Given data START

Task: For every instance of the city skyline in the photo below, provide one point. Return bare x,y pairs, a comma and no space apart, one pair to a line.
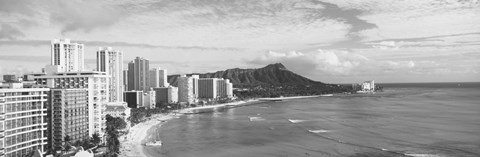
328,41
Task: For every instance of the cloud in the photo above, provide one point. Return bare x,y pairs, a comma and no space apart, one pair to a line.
9,32
16,7
84,15
116,44
332,63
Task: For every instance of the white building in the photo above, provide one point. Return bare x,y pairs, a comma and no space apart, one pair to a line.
166,95
23,125
158,78
224,88
111,62
96,83
207,88
368,86
134,99
67,56
186,89
118,110
149,99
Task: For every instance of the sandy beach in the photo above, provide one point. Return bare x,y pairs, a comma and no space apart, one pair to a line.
132,143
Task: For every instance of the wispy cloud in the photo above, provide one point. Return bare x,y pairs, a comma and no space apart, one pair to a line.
9,32
115,44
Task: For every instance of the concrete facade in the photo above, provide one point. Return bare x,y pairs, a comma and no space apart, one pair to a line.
111,62
23,124
96,83
68,115
69,56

Given data END

→ **Directions for this task**:
Exclude all images and return the listing word for word.

→ **Answer for this exercise**:
Task: For every instance of the city skyline in the photo below, provide one point. Return bare x,y pairs, a comma and no space apart, one pair to a line.
328,41
Task: For every instance of the cloud in the photo above, provide one point. Return bare x,y pairs, a comma and no space apart, one pair to a line.
9,32
16,7
84,15
116,44
332,63
Task: For every instance of the white building in the photo above, provide one point. Return bare x,y pairs, a comma and no space apart, one pair to a line.
166,95
23,125
158,78
224,88
111,62
96,83
207,88
368,86
134,99
67,56
186,89
118,110
149,99
Task: For every instance of the sandy beach in the photo above, provide one point. Return bare x,y pairs, a comma and no space apart, one pair to a line.
132,143
Task: For every instance of the wispy cloud in the photo above, provide one point. Return bare x,y pairs, a comma and no space apart, one pair to a line.
9,32
115,44
Task: For every instance of the concrete facade in the photo above, provide one point. Return bare x,y pairs, a comma and no space apart, one pair to a line.
111,62
23,124
96,83
68,115
69,56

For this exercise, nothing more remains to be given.